Task data
====

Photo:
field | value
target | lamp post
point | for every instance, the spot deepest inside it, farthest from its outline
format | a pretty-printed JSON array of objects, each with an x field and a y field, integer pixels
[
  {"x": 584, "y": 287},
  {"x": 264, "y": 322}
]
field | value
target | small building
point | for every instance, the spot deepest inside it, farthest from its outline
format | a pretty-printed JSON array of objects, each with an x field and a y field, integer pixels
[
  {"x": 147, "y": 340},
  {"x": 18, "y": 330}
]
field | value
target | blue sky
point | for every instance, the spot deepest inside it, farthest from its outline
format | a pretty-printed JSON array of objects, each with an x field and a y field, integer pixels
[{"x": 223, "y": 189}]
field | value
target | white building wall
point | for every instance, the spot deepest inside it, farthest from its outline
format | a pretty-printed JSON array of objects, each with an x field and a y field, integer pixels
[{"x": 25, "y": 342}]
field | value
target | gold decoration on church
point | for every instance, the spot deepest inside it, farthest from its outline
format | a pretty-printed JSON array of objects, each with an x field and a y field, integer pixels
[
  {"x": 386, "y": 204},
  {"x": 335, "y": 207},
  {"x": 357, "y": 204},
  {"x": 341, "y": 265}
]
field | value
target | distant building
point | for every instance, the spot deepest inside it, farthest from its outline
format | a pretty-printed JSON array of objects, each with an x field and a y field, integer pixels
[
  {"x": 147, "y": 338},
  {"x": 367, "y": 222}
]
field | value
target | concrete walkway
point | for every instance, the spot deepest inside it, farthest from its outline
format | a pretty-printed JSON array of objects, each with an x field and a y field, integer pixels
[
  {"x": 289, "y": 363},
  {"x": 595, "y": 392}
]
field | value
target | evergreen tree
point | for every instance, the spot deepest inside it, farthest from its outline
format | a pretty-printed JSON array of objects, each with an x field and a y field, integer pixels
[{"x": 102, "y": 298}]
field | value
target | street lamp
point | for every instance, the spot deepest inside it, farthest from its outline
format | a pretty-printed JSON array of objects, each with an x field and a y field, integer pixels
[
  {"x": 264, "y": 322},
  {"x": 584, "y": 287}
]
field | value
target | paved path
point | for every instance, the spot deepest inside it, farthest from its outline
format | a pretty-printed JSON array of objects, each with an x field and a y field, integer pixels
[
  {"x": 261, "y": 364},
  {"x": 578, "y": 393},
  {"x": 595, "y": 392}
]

====

Task prompt
The records above are to be copied in full, exactly as written.

Task answer
Photo:
field | value
target | lamp post
point | for every instance, the spot deepest inside it, farthest from its outline
format | a pretty-printed JSON array of objects, each with an x field and a y field, integer pixels
[
  {"x": 584, "y": 287},
  {"x": 264, "y": 322}
]
field | value
target | small building
point | for every instance, the spot deepest inside it, farthest from its outline
format | a pretty-printed JSON array of objects, each with an x field and a y field, integer pixels
[
  {"x": 147, "y": 340},
  {"x": 18, "y": 330}
]
field | value
target | blue sky
point | for every instance, the spot deepest inside it, farthest from its outline
format | a pretty-printed JSON array of objects, each with an x field and a y field, integer pixels
[{"x": 223, "y": 189}]
field | value
target | white building wall
point | for every instance, the spot deepest inside it, farthest from its outline
format | a pretty-printed JSON array of objects, each with an x field and a y field, integer pixels
[{"x": 25, "y": 342}]
field | value
target | gold decoration on church
point | for every instance, the spot deepest inside it, farthest from its outline
format | a pretty-printed JSON array of objects, each with an x field and a y field, integer pixels
[
  {"x": 386, "y": 204},
  {"x": 335, "y": 207},
  {"x": 357, "y": 204},
  {"x": 341, "y": 265}
]
field | value
target | distant building
point | for every instance, the spot deepest inside it, farthest from its outline
format | a pretty-printed JSON array of objects, each with an x field and a y field, integer pixels
[
  {"x": 147, "y": 338},
  {"x": 367, "y": 222}
]
field | value
target | concrete walkway
point | for every instance, the spot deepest inside it, farthest from its outline
format | a pretty-printed JSON array of objects, each with an x field and a y field, integer pixels
[
  {"x": 289, "y": 363},
  {"x": 595, "y": 392}
]
field | value
target | evergreen tree
point | for every instance, the spot deepest inside it, farthest from its outline
format | a pretty-printed JSON array of objects, each with an x field and a y field, integer pixels
[{"x": 102, "y": 298}]
field | value
target | street lamp
point | for every instance, the spot deepest inside it, farthest from its outline
format | a pretty-printed JSON array of objects, each with an x field and a y field, integer pixels
[
  {"x": 264, "y": 322},
  {"x": 584, "y": 287}
]
field | value
target | paved path
point | for every instance, the spot deepest inside it, farthest from its outline
format | a pretty-printed JSON array of objects, each with an x field and a y field, integer pixels
[
  {"x": 261, "y": 364},
  {"x": 578, "y": 393},
  {"x": 595, "y": 392}
]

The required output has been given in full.